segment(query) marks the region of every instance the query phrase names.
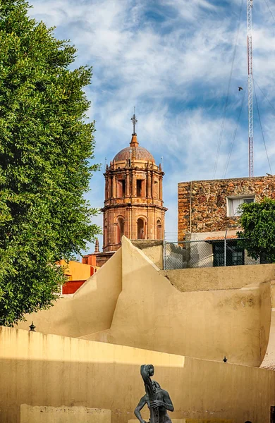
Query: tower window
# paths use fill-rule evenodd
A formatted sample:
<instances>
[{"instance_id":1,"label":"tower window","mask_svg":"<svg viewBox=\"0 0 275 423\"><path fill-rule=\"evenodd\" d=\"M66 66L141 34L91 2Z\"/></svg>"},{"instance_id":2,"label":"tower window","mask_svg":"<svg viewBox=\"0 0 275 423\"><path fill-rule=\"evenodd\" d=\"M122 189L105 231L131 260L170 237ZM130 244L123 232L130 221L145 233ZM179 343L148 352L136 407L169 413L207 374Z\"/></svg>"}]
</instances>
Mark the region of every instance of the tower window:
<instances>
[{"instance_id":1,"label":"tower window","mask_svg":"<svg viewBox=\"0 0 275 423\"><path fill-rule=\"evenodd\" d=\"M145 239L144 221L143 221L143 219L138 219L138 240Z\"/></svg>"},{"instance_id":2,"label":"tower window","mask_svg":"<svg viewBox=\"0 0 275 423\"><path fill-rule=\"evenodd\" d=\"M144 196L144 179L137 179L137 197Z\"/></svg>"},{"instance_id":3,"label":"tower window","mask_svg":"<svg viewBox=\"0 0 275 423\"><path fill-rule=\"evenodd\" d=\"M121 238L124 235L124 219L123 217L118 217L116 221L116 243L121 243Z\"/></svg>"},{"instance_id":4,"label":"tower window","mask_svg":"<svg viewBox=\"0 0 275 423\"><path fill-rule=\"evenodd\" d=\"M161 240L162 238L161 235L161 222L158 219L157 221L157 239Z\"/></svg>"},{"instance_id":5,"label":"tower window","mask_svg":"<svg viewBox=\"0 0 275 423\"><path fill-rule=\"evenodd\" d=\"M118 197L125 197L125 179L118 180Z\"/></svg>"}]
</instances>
...
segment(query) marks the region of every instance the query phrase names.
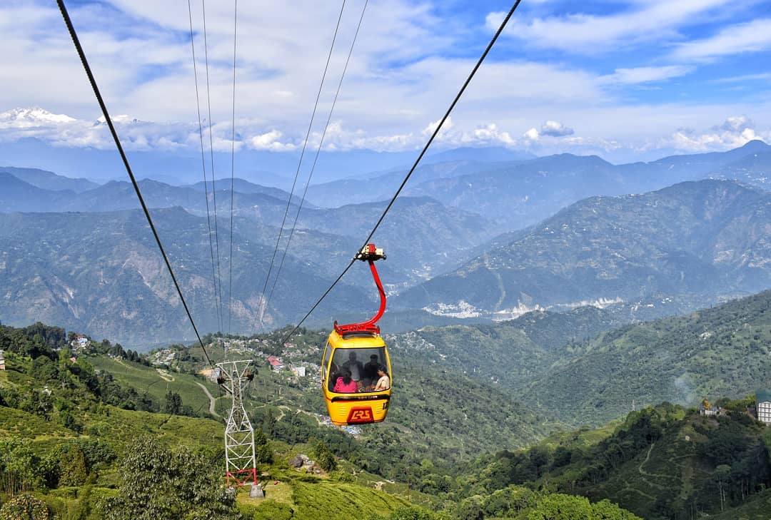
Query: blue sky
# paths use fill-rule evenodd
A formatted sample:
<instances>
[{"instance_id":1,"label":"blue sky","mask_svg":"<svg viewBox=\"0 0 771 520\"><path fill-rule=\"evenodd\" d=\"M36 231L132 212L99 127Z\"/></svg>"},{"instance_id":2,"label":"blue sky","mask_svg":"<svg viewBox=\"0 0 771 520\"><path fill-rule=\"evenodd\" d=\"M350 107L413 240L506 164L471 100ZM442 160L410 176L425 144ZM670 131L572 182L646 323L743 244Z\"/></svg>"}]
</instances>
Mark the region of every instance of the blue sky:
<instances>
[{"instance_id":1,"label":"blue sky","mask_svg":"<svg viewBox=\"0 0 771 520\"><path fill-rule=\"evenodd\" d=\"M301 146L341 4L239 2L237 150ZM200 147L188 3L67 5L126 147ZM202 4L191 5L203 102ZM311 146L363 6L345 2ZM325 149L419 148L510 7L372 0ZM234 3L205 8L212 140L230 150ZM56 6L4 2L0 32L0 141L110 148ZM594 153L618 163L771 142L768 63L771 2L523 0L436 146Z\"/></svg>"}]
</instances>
--
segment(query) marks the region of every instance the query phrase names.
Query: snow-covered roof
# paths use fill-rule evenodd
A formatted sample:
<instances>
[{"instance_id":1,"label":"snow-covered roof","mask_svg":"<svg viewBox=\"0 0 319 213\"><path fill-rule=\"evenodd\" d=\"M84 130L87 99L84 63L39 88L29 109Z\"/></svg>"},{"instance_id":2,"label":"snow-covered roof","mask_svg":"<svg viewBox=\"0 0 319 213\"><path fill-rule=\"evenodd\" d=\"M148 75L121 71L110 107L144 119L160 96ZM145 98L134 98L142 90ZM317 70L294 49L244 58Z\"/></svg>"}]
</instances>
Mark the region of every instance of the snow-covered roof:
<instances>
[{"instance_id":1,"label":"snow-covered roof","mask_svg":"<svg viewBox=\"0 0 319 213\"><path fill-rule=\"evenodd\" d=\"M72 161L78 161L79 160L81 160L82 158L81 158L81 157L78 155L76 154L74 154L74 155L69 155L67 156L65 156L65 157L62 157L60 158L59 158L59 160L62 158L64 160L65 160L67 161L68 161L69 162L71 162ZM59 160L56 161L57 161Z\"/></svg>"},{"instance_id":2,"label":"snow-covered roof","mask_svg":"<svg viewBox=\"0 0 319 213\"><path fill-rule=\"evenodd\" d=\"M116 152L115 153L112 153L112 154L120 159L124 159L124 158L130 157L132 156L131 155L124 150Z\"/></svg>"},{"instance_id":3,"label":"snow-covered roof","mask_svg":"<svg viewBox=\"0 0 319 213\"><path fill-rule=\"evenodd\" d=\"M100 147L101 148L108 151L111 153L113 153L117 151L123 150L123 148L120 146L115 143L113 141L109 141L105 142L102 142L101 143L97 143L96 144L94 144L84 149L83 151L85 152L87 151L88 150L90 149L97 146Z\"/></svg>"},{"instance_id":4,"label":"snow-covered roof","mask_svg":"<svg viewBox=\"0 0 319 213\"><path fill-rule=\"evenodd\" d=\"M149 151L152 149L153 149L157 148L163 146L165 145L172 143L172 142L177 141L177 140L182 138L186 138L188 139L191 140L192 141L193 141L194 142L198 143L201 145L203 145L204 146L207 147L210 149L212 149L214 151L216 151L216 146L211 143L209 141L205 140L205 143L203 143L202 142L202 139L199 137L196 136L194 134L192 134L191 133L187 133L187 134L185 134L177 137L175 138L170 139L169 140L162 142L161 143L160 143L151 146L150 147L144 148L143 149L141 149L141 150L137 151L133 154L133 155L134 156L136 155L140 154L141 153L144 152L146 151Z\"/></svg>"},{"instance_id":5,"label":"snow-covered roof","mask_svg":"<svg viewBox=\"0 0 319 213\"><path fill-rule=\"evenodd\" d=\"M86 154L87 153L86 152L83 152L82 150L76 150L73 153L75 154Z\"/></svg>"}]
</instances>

→ **What is being asked**
Please pull out each line of the material above that contains the word "window", copying every such line in full.

→ **Response**
Query: tower window
[{"instance_id":1,"label":"tower window","mask_svg":"<svg viewBox=\"0 0 275 423\"><path fill-rule=\"evenodd\" d=\"M66 66L141 34L91 2Z\"/></svg>"},{"instance_id":2,"label":"tower window","mask_svg":"<svg viewBox=\"0 0 275 423\"><path fill-rule=\"evenodd\" d=\"M122 189L105 231L131 260L170 237ZM130 244L123 232L130 221L145 233ZM179 343L148 352L136 407L169 413L207 374Z\"/></svg>"}]
Mark the region of every instance of the tower window:
[{"instance_id":1,"label":"tower window","mask_svg":"<svg viewBox=\"0 0 275 423\"><path fill-rule=\"evenodd\" d=\"M145 239L144 221L143 221L143 219L138 219L138 240Z\"/></svg>"},{"instance_id":2,"label":"tower window","mask_svg":"<svg viewBox=\"0 0 275 423\"><path fill-rule=\"evenodd\" d=\"M144 196L144 179L137 179L137 197Z\"/></svg>"},{"instance_id":3,"label":"tower window","mask_svg":"<svg viewBox=\"0 0 275 423\"><path fill-rule=\"evenodd\" d=\"M121 238L124 235L124 219L123 217L118 217L116 221L116 243L121 243Z\"/></svg>"},{"instance_id":4,"label":"tower window","mask_svg":"<svg viewBox=\"0 0 275 423\"><path fill-rule=\"evenodd\" d=\"M161 240L162 238L161 235L161 222L158 219L157 221L157 239Z\"/></svg>"},{"instance_id":5,"label":"tower window","mask_svg":"<svg viewBox=\"0 0 275 423\"><path fill-rule=\"evenodd\" d=\"M118 197L125 197L125 179L118 180Z\"/></svg>"}]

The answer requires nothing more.